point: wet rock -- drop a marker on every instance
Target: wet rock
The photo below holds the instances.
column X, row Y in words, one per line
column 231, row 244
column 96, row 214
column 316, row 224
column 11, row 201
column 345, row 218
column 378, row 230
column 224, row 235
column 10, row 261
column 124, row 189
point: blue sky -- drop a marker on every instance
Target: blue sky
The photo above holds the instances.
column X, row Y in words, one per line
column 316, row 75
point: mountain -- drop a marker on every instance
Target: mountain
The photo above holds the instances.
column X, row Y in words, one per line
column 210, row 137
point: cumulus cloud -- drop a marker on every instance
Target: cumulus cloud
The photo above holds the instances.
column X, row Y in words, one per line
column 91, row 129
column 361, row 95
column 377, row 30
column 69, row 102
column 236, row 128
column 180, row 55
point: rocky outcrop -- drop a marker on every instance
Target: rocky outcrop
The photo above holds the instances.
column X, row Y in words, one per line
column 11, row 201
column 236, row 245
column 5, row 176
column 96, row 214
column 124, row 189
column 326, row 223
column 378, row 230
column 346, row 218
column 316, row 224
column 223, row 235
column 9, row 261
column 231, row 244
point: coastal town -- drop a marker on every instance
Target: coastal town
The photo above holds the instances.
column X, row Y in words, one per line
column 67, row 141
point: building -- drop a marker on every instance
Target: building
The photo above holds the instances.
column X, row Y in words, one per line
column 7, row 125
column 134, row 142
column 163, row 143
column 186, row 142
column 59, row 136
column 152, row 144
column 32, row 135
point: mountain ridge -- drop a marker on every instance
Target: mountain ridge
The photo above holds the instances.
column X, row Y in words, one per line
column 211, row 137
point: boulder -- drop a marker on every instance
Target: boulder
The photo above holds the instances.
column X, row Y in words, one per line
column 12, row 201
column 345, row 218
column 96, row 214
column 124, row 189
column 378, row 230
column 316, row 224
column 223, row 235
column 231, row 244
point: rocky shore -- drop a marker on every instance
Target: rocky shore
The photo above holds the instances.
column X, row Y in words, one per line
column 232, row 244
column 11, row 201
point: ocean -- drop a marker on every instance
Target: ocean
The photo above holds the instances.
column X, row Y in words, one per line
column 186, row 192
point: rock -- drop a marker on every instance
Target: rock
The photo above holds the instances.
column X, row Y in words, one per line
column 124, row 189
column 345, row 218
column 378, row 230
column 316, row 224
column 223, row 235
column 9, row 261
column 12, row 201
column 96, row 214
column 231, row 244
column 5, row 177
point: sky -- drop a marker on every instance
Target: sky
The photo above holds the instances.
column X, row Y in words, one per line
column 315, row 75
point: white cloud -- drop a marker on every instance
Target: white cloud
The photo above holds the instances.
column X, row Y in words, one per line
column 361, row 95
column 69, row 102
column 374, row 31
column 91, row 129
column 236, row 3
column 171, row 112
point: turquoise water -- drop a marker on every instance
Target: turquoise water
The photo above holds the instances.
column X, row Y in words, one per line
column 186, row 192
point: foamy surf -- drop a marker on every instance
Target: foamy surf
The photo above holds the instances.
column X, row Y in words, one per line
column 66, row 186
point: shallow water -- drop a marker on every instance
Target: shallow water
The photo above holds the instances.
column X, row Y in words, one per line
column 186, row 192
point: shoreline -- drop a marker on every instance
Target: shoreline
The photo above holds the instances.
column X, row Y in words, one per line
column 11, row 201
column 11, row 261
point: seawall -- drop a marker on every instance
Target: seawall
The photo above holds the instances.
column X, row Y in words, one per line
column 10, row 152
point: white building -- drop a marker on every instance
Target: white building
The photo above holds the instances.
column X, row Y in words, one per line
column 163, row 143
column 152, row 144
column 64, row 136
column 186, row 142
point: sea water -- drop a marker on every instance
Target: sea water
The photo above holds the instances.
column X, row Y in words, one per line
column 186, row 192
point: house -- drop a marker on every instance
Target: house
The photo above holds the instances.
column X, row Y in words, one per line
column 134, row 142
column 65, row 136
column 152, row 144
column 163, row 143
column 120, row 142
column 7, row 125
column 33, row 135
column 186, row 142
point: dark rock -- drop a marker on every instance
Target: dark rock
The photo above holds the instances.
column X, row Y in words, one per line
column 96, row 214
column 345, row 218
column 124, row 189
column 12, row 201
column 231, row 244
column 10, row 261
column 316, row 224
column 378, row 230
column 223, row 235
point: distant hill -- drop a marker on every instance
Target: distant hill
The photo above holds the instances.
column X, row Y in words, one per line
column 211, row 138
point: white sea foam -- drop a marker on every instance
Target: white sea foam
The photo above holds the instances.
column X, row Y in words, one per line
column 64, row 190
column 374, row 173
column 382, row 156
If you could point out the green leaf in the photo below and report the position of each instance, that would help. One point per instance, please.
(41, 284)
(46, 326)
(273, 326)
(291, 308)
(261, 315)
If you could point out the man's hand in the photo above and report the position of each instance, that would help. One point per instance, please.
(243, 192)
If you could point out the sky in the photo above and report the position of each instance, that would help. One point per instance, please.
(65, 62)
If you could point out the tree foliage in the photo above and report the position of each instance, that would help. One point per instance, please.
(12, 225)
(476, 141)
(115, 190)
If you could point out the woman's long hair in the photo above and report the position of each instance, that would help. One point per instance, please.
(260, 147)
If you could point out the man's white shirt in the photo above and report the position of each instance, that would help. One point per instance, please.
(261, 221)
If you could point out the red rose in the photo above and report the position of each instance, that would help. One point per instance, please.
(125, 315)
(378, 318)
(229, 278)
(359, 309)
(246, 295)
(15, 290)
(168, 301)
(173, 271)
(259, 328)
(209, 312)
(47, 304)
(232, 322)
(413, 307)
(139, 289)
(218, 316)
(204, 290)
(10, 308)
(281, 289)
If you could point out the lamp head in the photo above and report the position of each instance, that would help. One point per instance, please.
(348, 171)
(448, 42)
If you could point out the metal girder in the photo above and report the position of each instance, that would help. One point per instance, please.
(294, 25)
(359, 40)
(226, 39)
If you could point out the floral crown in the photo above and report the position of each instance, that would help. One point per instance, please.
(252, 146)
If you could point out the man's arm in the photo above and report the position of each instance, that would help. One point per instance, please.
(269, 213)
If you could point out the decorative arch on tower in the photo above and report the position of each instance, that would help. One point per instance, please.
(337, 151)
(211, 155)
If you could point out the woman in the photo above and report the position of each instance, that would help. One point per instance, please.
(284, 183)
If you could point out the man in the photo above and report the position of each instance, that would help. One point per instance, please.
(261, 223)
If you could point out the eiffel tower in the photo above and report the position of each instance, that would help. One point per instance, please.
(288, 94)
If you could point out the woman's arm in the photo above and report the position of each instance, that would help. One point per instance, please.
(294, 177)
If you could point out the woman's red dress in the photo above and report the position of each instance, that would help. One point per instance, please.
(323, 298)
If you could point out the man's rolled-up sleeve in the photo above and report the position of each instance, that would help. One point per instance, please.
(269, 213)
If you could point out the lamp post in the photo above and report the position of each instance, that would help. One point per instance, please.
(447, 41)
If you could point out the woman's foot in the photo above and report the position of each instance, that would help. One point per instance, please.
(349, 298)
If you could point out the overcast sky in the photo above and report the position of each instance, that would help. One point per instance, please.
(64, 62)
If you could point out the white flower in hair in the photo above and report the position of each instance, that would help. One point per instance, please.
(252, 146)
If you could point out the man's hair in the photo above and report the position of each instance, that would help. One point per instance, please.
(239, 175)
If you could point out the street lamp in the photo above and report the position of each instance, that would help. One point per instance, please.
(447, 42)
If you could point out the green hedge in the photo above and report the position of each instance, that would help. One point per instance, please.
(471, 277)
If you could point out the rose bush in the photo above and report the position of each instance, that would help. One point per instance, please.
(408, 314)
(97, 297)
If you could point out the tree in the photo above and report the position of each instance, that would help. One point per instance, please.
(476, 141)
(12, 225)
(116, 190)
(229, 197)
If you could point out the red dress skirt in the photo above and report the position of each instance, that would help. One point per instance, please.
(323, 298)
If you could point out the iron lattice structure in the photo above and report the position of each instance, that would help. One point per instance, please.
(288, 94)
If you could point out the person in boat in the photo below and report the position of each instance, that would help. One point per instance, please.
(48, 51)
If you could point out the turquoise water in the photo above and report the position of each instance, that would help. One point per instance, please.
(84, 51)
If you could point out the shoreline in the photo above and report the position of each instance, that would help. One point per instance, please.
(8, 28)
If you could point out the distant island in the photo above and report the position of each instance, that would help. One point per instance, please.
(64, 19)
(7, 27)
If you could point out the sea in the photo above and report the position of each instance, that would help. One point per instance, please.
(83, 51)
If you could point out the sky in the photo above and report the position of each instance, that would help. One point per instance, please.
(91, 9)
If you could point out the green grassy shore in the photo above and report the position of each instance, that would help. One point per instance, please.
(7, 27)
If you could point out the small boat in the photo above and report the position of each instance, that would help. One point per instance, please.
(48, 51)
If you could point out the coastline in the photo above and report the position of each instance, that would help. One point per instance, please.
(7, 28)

* **THE PROBLEM**
Wherever the string "blue" appears in a line above, copy that line.

* **REPLY**
point: blue sky -- drop a marker on every instance
Target: blue sky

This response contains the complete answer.